In de praktijk viel dat overigens best mee. En trouwens, die Liemburg was ook geen lieverdje. Ze bemoeide zich met van alles en nog wat, zelfs met zaken die haar helemaal niet aangingen. Mijn zaken bijvoorbeeld. Zo tekende zij openlijk protest aan, toen de echtgenote van een collega van haar man, die destijds bij de Leeuwarder Courant chef van de kunstredactie was, niet werd toegelaten als professioneel beeldend kunstenaar in het documentatiebestand van de Kultuerried. Toen ik op mijn beurt daar iets van zei tegenover Frou Liemburg, kreeg ik als als gevleugeld antwoord te horen: Rot op!!! Zoals ze dat later ook wel vaker placht te roepen, tegen verslaggevers van Omrop Fryslân bijvoorbeeld, als ze als burgemeester van Littenseradiel weer eens in het nauw was geraakt. Die voormalige chef kunstredactie van de LC liep gewoon op de afscheidsreceptie van Hemminga rond. Chapeau.
Ach, Frou Liemburg, haar geest waarde gisteren nog even rond boven de hoofden van al die krasse knarren die in de afgelopen decennia het pad van Hemminga hebben gekruist. Bij Ton Entius bijvoorbeeld, de voormalige directeur van het NOGC (weet iemand nog wat dat was? Nee? Dat was het Nationaal Overleg Gewestelijke Cultuur). Ton vertelde me nog een fraaie anekdote over Frou Liemburg. In de jaren tachtig was hij een tijdje directeur ad-interim bij het Fonds voor de Letteren. Liemburg zat destijds in de Tweede Kamer. Op een goede dag kwam ze zomaar binnenlopen op het kantoor van het Fonds en begon luid te roepen dat het schandalig was dat Friese schrijvers zo weinig subsidie kregen. Iedereen keek verbijsterd op wie die amok-makende gek uit Friesland toch wel wezen mocht. Het effect van deze kamikazeactie was natuurlijk compleet averechts. Maar genoeg over die mallotige Liemburg.

**AANGELEVERDE GEGEVENS**

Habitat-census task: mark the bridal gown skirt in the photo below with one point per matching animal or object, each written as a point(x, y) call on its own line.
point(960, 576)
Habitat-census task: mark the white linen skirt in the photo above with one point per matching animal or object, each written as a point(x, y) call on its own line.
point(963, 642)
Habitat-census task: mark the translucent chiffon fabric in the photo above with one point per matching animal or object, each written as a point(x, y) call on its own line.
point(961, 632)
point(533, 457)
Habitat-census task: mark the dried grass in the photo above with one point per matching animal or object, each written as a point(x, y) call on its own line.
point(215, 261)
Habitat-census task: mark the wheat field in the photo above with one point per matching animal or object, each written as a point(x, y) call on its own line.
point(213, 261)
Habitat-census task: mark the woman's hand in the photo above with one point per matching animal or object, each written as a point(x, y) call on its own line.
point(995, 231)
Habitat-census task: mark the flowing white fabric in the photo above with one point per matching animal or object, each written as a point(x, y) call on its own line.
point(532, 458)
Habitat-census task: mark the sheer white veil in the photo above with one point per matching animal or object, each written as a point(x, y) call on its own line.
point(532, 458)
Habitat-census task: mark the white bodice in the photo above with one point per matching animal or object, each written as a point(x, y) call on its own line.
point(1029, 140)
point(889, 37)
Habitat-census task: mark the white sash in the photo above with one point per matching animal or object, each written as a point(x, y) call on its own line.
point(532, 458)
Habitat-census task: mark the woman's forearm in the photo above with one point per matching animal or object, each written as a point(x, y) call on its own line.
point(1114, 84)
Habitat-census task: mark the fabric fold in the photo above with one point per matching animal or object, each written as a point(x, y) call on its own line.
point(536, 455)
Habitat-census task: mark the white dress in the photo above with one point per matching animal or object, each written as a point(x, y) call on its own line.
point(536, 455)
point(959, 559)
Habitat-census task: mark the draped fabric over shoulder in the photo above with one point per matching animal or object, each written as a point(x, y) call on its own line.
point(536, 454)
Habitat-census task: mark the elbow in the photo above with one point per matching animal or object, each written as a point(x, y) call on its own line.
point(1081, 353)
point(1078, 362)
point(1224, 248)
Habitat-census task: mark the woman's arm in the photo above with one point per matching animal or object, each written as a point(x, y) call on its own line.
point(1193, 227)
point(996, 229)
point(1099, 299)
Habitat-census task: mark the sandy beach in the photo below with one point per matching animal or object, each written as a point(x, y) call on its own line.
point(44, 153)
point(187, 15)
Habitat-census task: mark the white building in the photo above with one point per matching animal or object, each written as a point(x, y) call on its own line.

**SCHRIFTELIJKE OPDRACHT 1**
Beantwoord aan de hand van het fragment over Liemburg het volgende:
(a) Wat kreeg de schrijver van Frou Liemburg als gevleugeld antwoord te horen?
(b) Waar stond de afkorting NOGC voor?
(c) Welke functie had Ton Entius in de jaren tachtig een tijdje bij het Fonds voor de Letteren?
**SCHRIFTELIJKE OPDRACHT 2**
Noem alle personen die in het fragment over Liemburg bij naam worden genoemd.
**SCHRIFTELIJKE OPDRACHT 3**
Schrijf uit het fragment over Liemburg alstublieft letterlijk de passage over die begint bij "Ach, Frou Liemburg, haar" en eindigt bij "die mallotige Liemburg.".

**JUISTE UITVOER 1**
(a) Rot op!!!
(b) Nationaal Overleg Gewestelijke Cultuur
(c) Directeur ad-interim

**JUISTE UITVOER 2**
Liemburg (Frou Liemburg)
Hemminga
Ton Entius

**JUISTE UITVOER 3**
Ach, Frou Liemburg, haar geest waarde gisteren nog even rond boven de hoofden van al die krasse knarren die in de afgelopen decennia het pad van Hemminga hebben gekruist. Bij Ton Entius bijvoorbeeld, de voormalige directeur van het NOGC (weet iemand nog wat dat was? Nee? Dat was het Nationaal Overleg Gewestelijke Cultuur). Ton vertelde me nog een fraaie anekdote over Frou Liemburg. In de jaren tachtig was hij een tijdje directeur ad-interim bij het Fonds voor de Letteren. Liemburg zat destijds in de Tweede Kamer. Op een goede dag kwam ze zomaar binnenlopen op het kantoor van het Fonds en begon luid te roepen dat het schandalig was dat Friese schrijvers zo weinig subsidie kregen. Iedereen keek verbijsterd op wie die amok-makende gek uit Friesland toch wel wezen mocht. Het effect van deze kamikazeactie was natuurlijk compleet averechts. Maar genoeg over die mallotige Liemburg.